§ **OBJECTIVES**:
1. In the desktop thread, why did the poster science place the taskbar at the top of the screen? Answer in one to three sentences.
2. Please copy the desktop thread from "Aside from this" up to and including "yuwing (Aug 6, 2006)".

§ **READING PASSAGE**:
'''

# August Desktop Thread



## ChaosTheorySD (Aug 5, 2006)

I made this new desktop, and wanted to show it off somewhere, so might as well the new "show off your desktop" thread this month.

I wanted to play around with this style again, plus I've been replaying Majoras Mask. Gotta love that Fierce Deity.







Here's a bigger version of Link if anyone wants to see the whole thing. I like how it turned out.


----------



## PineappleH (Aug 6, 2006)

Nice! I like ur theme. The wallpaper reminded me of Zelda: WW.

Aside from this I'm actually a XP theme noob. There's not much for me to post since it's the original theme. If somebody can teach me the way to change my XP theme (the free way), I would most appreciate it.


----------



## yuwing (Aug 6, 2006)

mine's always been default blue windows bar and default blue color (i took away the wallpaper)


----------



## FAST6191 (Aug 6, 2006)

Same one as a month or two ago except for I have more junk on there now:




I used Terragen to create it in case anyone was interested: http://www.planetside.co.uk/terragen/


----------



## science (Aug 6, 2006)

I didn't make mine, just have it downloaded. I'm still adjusting to it, I don't know if it will last or not. I keep going to the bottom for the task bar, but to find its on the top. I know I put it there, I just wanted it to look more like Mac OS X. 







EDIT: I forgot to comment on how hot Rihanna is! I know its a tacky desktop, but thats part of the reason I like it.


----------



## KeYbLaDeXaLcHeMi (Aug 6, 2006)

here's mine, it's a little messy.


----------



## science (Aug 6, 2006)

Ehh I already got sick of the one I'm using. Back to Energy Blue


----------



## KroBa (Aug 6, 2006)

My new desktop and theme for this month.


----------



## AshuraZro (Aug 6, 2006)

Not a single change since the end of April, just a failed project or two extra on my desktop so no need for an updated screen. I actually really love the theme I'm on so I doubt I will be changing for a long time. Everything just works so well on it and there's no off colours anywhere.


----------



## xflash (Aug 12, 2006)

meh mine is maybe a lil weird but i like it ya anyway my desktop bg is pretty much just pics of my fav music


----------



## id242 (Aug 12, 2006)

same as last month, kinda.





after seeing some of your posted desktops and liking them, I may change mine soon.


----------



## bubblejoe (Aug 12, 2006)




----------



## Bitbyte (Aug 13, 2006)




----------

'''

§ **SOURCE EXCERPT**:
'''

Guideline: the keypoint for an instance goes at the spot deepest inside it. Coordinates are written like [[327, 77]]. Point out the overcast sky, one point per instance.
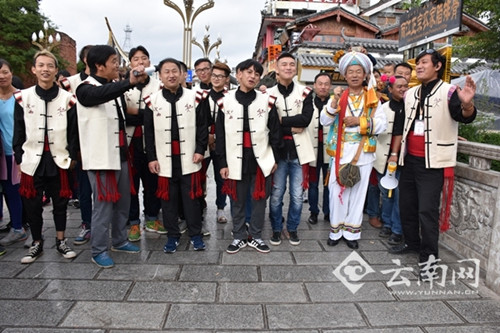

'''

§ **TASK ANSWERS**:
1. Science moved the taskbar to the top to make the desktop look more like Mac OS X.

2.
Aside from this I'm actually a XP theme noob. There's not much for me to post since it's the original theme. If somebody can teach me the way to change my XP theme (the free way), I would most appreciate it.


----------



## yuwing (Aug 6, 2006)